Begin

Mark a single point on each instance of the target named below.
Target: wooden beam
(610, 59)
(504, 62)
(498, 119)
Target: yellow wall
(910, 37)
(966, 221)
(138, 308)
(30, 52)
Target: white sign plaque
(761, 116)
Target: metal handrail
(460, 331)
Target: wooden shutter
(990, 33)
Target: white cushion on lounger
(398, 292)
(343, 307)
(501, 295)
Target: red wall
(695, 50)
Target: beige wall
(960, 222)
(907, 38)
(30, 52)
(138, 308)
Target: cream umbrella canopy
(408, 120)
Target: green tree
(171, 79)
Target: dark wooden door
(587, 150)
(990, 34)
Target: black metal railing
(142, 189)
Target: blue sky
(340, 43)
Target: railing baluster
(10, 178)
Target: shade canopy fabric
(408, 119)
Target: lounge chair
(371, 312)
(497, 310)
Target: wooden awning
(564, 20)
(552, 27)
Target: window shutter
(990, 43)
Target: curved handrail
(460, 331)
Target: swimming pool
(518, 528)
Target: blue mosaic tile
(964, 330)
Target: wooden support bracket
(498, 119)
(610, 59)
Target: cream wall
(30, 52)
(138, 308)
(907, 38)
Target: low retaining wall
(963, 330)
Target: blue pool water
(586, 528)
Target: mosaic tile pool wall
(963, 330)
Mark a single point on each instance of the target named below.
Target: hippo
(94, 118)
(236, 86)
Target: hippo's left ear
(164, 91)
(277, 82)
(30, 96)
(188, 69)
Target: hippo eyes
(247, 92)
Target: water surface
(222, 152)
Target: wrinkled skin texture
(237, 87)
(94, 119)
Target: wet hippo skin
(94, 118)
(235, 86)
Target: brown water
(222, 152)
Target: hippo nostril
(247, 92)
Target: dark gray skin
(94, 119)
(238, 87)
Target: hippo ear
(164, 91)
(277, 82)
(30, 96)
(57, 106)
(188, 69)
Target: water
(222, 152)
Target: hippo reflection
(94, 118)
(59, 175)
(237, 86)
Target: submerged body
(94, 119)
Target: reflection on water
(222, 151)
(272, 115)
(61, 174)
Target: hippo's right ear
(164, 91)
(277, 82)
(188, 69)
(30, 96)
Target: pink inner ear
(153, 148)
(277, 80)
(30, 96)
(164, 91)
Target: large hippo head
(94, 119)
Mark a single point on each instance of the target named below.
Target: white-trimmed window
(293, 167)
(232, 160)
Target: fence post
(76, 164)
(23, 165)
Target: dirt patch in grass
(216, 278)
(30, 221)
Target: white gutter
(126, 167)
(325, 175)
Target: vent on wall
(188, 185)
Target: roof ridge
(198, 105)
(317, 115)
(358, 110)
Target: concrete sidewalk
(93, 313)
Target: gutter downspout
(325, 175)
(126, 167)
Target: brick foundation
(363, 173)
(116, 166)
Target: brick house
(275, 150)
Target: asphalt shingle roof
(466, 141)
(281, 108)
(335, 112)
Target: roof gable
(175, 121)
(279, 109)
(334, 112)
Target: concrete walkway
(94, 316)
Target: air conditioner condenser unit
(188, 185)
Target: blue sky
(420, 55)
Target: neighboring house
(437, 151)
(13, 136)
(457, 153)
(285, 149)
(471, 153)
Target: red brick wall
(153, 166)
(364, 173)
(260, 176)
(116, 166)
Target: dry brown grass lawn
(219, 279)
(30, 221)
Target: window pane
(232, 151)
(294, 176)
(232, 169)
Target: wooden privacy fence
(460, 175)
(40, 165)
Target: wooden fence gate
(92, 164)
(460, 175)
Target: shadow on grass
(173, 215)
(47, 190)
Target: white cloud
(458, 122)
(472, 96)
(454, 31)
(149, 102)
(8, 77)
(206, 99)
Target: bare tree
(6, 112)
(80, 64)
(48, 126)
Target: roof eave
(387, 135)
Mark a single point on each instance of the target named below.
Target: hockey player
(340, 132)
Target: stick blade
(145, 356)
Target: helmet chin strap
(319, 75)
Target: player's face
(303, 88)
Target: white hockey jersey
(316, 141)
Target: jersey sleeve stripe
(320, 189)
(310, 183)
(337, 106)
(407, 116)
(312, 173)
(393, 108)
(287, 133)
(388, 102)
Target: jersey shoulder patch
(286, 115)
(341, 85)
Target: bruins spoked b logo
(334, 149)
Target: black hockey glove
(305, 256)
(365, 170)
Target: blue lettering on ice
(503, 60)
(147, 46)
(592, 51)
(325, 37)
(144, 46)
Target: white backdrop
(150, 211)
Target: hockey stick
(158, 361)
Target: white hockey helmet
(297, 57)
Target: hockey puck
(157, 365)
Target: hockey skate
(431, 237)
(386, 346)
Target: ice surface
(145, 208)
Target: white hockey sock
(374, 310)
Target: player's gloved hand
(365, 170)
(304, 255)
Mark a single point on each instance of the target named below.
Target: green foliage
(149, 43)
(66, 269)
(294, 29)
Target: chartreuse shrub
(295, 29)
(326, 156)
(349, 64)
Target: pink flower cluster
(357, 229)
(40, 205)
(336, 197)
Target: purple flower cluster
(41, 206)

End
Begin

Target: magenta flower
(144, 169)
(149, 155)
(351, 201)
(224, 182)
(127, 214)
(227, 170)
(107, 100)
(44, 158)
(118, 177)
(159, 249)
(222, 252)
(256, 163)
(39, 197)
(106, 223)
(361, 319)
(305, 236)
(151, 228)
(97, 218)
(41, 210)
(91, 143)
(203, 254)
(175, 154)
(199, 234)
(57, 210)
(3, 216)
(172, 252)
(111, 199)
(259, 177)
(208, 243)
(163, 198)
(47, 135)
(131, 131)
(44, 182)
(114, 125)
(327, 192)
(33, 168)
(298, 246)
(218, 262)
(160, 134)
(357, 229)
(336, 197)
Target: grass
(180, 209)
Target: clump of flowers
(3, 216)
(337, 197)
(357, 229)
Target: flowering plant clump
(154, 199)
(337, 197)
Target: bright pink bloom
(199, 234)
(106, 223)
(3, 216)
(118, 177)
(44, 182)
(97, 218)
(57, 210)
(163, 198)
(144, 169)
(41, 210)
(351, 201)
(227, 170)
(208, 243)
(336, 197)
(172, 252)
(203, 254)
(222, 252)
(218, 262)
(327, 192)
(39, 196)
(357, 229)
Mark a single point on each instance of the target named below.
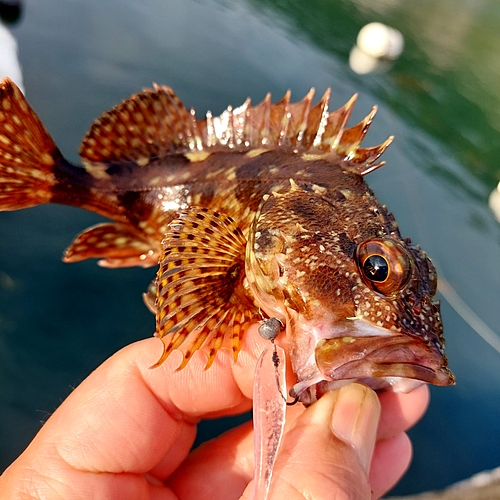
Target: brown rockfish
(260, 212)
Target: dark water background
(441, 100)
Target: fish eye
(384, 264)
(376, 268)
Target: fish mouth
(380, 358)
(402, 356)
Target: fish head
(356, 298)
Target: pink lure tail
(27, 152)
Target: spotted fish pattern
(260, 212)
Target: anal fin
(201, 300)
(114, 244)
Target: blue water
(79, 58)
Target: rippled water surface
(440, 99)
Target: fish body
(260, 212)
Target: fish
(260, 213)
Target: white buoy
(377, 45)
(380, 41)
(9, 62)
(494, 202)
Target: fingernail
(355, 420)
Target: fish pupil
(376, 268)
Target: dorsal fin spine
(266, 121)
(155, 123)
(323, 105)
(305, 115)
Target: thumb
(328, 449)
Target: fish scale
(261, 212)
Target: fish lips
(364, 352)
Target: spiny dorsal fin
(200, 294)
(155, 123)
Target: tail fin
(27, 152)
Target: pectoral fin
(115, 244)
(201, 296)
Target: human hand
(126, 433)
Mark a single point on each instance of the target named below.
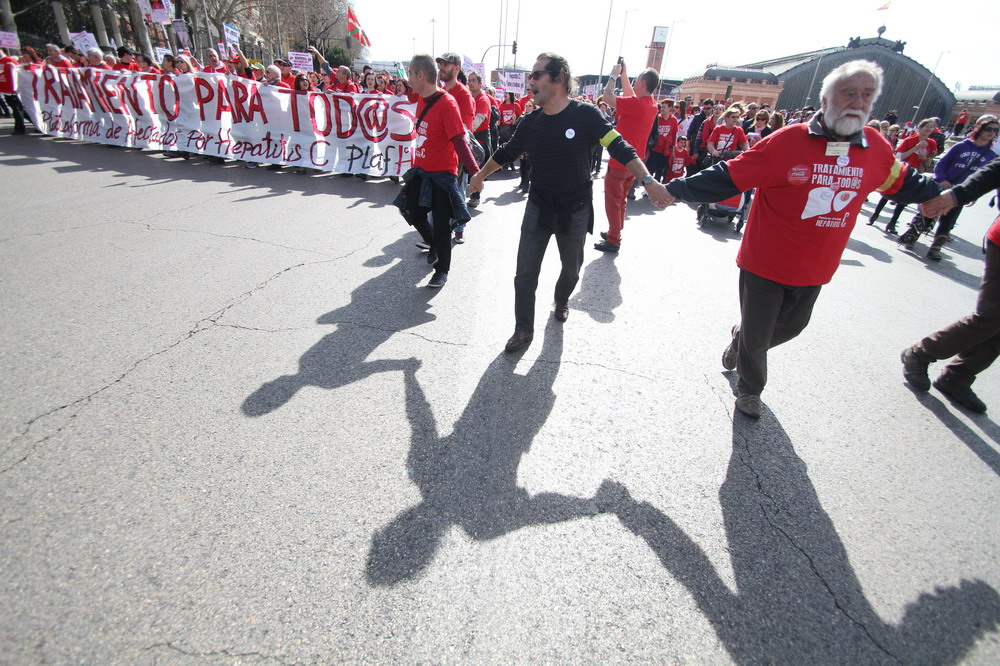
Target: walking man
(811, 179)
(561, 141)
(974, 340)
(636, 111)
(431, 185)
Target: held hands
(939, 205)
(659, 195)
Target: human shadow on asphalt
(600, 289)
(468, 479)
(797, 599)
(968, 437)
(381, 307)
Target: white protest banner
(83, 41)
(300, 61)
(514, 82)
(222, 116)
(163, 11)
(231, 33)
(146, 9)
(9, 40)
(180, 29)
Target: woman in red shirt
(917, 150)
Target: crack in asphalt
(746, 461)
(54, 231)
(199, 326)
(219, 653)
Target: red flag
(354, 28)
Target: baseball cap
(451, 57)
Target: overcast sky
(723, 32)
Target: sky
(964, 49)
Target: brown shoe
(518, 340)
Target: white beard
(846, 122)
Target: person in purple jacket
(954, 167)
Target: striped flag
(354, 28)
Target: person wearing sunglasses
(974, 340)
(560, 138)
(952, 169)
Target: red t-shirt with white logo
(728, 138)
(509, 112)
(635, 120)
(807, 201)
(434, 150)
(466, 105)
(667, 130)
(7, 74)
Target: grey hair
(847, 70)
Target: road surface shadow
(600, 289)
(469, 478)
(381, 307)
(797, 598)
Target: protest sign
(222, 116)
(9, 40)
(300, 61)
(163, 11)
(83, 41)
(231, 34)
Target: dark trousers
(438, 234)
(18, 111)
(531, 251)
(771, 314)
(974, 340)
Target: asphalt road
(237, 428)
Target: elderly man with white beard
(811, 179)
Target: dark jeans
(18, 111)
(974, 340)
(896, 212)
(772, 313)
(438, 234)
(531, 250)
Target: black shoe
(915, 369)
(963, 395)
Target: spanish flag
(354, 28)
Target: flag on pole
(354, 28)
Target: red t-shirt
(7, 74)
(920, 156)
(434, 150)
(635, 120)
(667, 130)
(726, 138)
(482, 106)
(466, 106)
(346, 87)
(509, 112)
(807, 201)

End
Begin

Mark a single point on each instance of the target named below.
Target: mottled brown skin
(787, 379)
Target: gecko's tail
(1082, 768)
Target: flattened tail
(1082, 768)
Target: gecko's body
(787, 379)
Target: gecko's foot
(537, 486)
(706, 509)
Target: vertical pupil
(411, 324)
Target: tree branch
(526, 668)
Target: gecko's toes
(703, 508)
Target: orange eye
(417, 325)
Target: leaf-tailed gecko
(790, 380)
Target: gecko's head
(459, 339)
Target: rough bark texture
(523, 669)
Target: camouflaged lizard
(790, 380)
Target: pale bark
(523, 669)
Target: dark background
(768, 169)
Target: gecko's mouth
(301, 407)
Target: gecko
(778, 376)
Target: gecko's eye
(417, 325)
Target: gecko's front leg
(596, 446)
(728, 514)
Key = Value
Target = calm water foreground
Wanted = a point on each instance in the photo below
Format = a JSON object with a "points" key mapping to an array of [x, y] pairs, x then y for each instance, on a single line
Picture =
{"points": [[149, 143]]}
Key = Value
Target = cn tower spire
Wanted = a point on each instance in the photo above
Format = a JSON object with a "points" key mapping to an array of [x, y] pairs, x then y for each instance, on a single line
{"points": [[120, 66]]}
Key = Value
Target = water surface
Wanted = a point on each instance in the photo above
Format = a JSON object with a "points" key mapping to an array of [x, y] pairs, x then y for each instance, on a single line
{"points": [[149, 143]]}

End

## DIRECTIONS
Report, word for word, each line in the rows above that contains the string "jersey".

## FINAL RESULT
Target: white hockey jersey
Target: jersey sleeve stripe
Target: jersey shoulder patch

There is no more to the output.